# WHAT NEEDS TO BE DONE
Give the data again exactly as written, skipping any pictures.

Point-per-instance localization data:
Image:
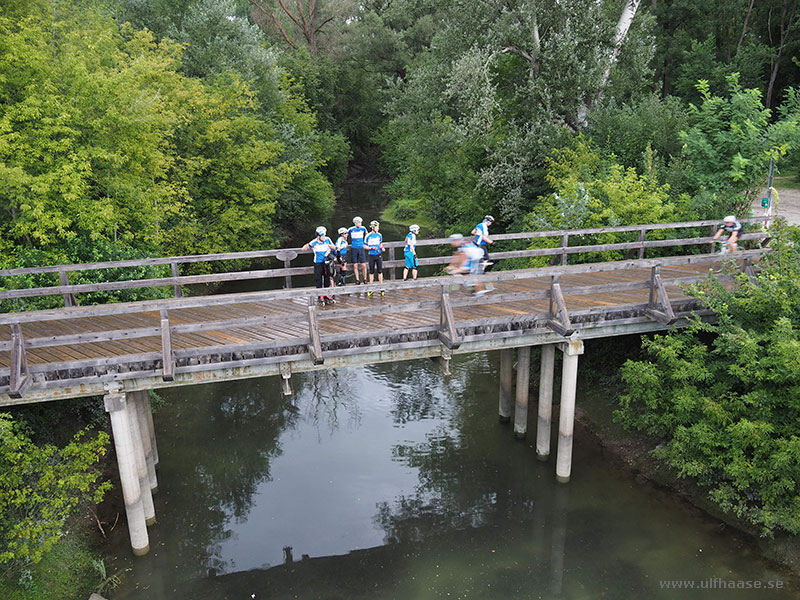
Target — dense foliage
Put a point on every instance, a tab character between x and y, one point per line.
40	486
724	398
111	141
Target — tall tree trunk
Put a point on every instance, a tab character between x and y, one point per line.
744	27
623	26
788	19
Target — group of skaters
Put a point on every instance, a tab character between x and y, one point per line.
365	248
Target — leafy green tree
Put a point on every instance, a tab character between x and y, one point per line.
109	142
723	399
40	487
500	88
729	146
592	191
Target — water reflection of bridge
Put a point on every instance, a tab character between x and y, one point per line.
123	350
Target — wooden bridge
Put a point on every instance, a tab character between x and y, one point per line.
122	350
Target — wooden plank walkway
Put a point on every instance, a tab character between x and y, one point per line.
125	341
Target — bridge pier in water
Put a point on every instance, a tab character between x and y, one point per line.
545	411
134	443
571	350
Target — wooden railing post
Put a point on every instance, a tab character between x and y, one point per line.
642	235
287	256
177	287
69	299
167	356
559	320
448	334
20	380
315	347
659	299
711	233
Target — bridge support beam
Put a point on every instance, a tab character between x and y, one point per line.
545	419
523	381
142	402
506	383
116	407
141	463
566	420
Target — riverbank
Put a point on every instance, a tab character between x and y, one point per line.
633	452
70	570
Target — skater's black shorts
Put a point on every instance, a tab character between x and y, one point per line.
321	274
375	263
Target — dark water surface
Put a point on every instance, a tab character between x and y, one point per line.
393	481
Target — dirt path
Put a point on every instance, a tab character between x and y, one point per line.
788	205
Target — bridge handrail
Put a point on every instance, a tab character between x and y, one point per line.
303	294
21	376
176	281
192	258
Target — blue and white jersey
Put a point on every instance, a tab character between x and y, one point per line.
483	231
474	254
374	241
737	227
321	248
357	235
341	246
411	242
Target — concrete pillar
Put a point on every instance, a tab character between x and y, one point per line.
523	380
116	407
151	429
506	383
141	464
142	408
566	420
545	401
558	541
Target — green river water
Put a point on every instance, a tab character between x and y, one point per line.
394	481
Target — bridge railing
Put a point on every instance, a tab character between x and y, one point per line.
287	255
282	308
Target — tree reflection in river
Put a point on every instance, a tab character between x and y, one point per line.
448	495
221	442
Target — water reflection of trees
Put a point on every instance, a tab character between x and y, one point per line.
329	399
216	444
463	474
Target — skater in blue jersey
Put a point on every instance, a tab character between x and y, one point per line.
358	255
321	246
374	243
410	253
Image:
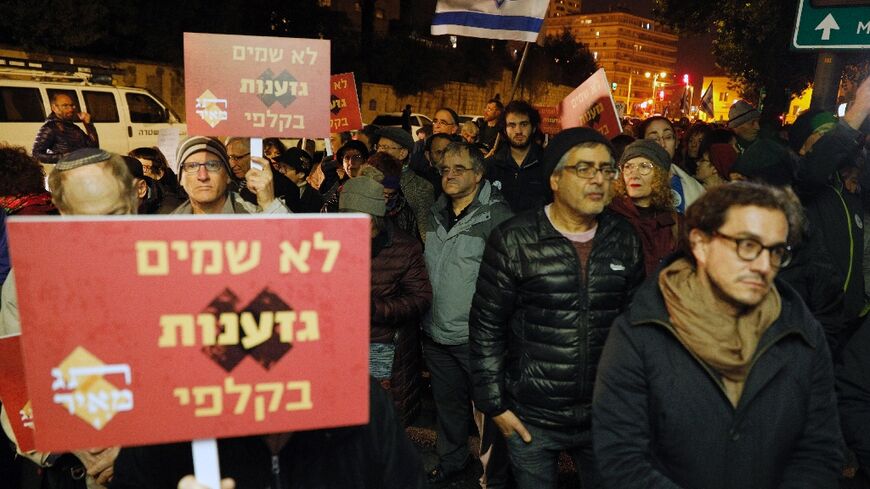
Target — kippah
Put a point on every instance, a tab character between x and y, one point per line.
82	157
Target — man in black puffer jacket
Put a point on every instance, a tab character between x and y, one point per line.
551	282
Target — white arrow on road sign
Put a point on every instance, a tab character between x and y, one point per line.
826	25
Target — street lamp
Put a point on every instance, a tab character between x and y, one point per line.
655	77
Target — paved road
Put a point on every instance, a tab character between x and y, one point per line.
422	433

# WRITTEN RESPONSE
Image:
Target — dense foliage
Put a point on every instance, a tab character between x and y, one point per line.
40	486
724	398
111	141
Target — tall tree trunk
Put a point on every instance, a tab character between x and y, one point per line.
744	27
623	26
788	19
Target — group of skaters
Put a point on every instance, a tab character between x and y, one point per line.
365	248
Target — leafy green tree
Put a point on every instance, a tab character between x and y, one point per line.
109	142
723	399
40	487
500	88
729	146
592	191
Target — water reflection of bridge
Put a point on every instance, a tab character between x and y, one point per line.
123	350
Target — wooden bridge
Put a point on every instance, a tab character between x and y, one point per line.
122	350
Target — wooden plank walkway
Put a point on every instance, a tab character between x and y, one point per line.
125	341
Target — bridge pier in water
Put a point on every instance, a tab character between x and y, one point per line.
545	411
134	443
571	350
Target — wooden railing post
Put a point on every instance, a tab character between x and y, one point per line.
642	235
287	256
177	287
69	299
167	356
559	320
448	334
20	380
315	347
659	299
711	233
Target — bridge support beam
Put a point on every instance, a tab character between x and y, one point per line.
545	419
523	381
142	402
506	383
116	407
141	463
566	420
Target — riverbank
Put a point on every instance, a tab character between x and y, one point per line.
633	452
70	570
Target — skater's black shorts
Put a point on every instance, a tab character between x and y, one point per line.
321	274
375	263
Target — dark water surface
Put a point on every instance, a tab character between x and y, one point per line.
393	481
Target — dirt path
Put a point on every instance, a tab character between x and y, one point per line.
788	205
Target — bridge handrail
Put a point on every instance, a tab character between x and y, one point per line.
303	294
21	376
176	281
192	258
Target — blue and white jersey
Put a point on every instance, a tab character between x and y, one point per line.
483	231
474	254
374	241
737	227
321	248
357	235
341	246
411	242
Target — concrete pillar
Put a point on every instance, a tab character between x and y, one point per line.
523	380
116	407
151	429
506	383
141	464
142	408
566	420
545	401
558	541
Target — green river water
Put a point on every instance, a tab character between x and y, one point per line.
394	481
Target — bridge railing
Put a point on every instance, a tab character between x and y, one point per line.
287	255
282	308
Target — tree reflection in river
Put a point on every instance, a tab character between x and y, one point per line.
448	495
221	442
Target — water reflection of trees
Put a point on every instance, a tab character between x and y, one point per line.
329	399
216	444
463	474
Target — skater in blue jersey
Put a point on every instance, a tab character between x and y, one point per line.
358	255
321	246
374	243
410	253
Image:
Target — kippah
Put a point on every instance, a tab character between x and y, one point per line.
82	157
Target — man in black puffer jacket
Put a point on every instance, a tab character between x and y, one point per line.
551	282
Target — white arrow on road sign
Put a point on every instance, a tab character between x and y, one point per line.
826	25
Target — street lamp
Put a point on every instance, a tab character between x and y, one point per line.
655	77
Target — paved road
Put a point on every instance, a tab character between x and y, one point per line.
422	433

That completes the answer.